# Jacob Rug, 1st Section, off the loom



## wordancer (May 4, 2011)

I'm quite pleased with this project, warts and all (which just adds to its rustic charm). Finish length is 39" instead of the 40" that I planned for... lost an inch coming off the loom. Width is 14"+?, forgot to measure that. 😂

So if I bothered to do a sample I would have remember that there is a loss when a project is taken off the loom. So I'm considering this is a rather large sample for the the two long side pieces that are next. But as the yarn is wildly inconsistent, remember I was a little annoyed when I was spinning it.

The way I'm going to compensate for that is to weave a couple of inches more and don't hem stitch the end. That way when the pieces are being seam together the end pieces can be unraveled to fit. The end pieces (dark gray) will be about 4" wide each, which will add 8" to the total width. Say about 22"+ or so.


----------



## Susan from NC (Jan 23, 2013)

Looks beautiful so far. Thanks for showing it to us.


----------



## spins2knit (Jul 29, 2013)

Nice rug! Love your color sequence.


----------



## gardenpoet (Jun 24, 2016)

It is indeed beautiful! Your technique of just planning to unravel to fit the other panel is what an experienced weaving friend recently told me she does when I bemoaned the fact that I can never get my pieces exactly the length planned, no matter how carefully I measure as I go.


----------



## wordancer (May 4, 2011)

gardenpoet said:


> It is indeed beautiful! Your technique of just planning to unravel to fit the other panel is what an experienced weaving friend recently told me she does when I bemoaned the fact that I can never get my pieces exactly the length planned, no matter how carefully I measure as I go.


The thought was like a brilliant flash over my head.
😂😂😂


----------

• Tasks and exercises:
[1] For each statement, say whether it agrees with the rug thread, answering yes or no and quoting the deciding words of the rug thread: (a) The original poster measured the width of the finished piece. (b) A commenter mentions a weaving friend who also unravels pieces to fit. (c) The original poster plans to hem stitch the end of the next pieces.
[2] Quote the passage of the rug thread that begins at the words "The way I'm" and stops after the words "(Jan 23, 2013)".
[3] According to the rug thread, what color will the end pieces be?
The data after the rug thread is not needed for any of this work.

• Data block:
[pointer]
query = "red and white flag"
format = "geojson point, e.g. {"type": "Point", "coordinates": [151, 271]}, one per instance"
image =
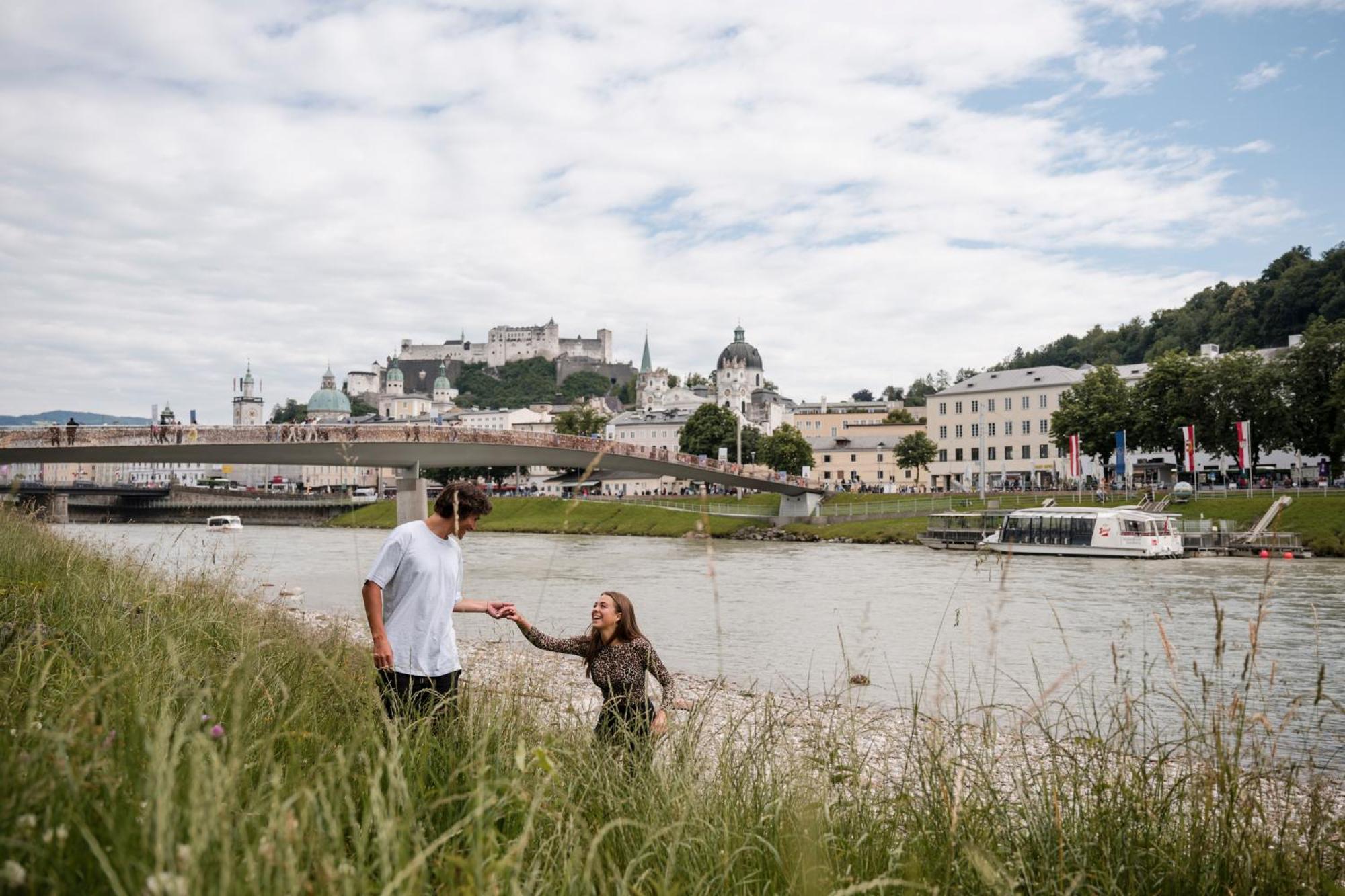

• The replies:
[1]
(a) No: "forgot to measure that"
(b) Yes: "is what an experienced weaving friend recently told me she does"
(c) No: "weave a couple of inches more and don't hem stitch the end"

[2]
The way I'm going to compensate for that is to weave a couple of inches more and don't hem stitch the end. That way when the pieces are being seam together the end pieces can be unraveled to fit. The end pieces (dark gray) will be about 4" wide each, which will add 8" to the total width. Say about 22"+ or so.


----------



## Susan from NC (Jan 23, 2013)

[3] Dark gray.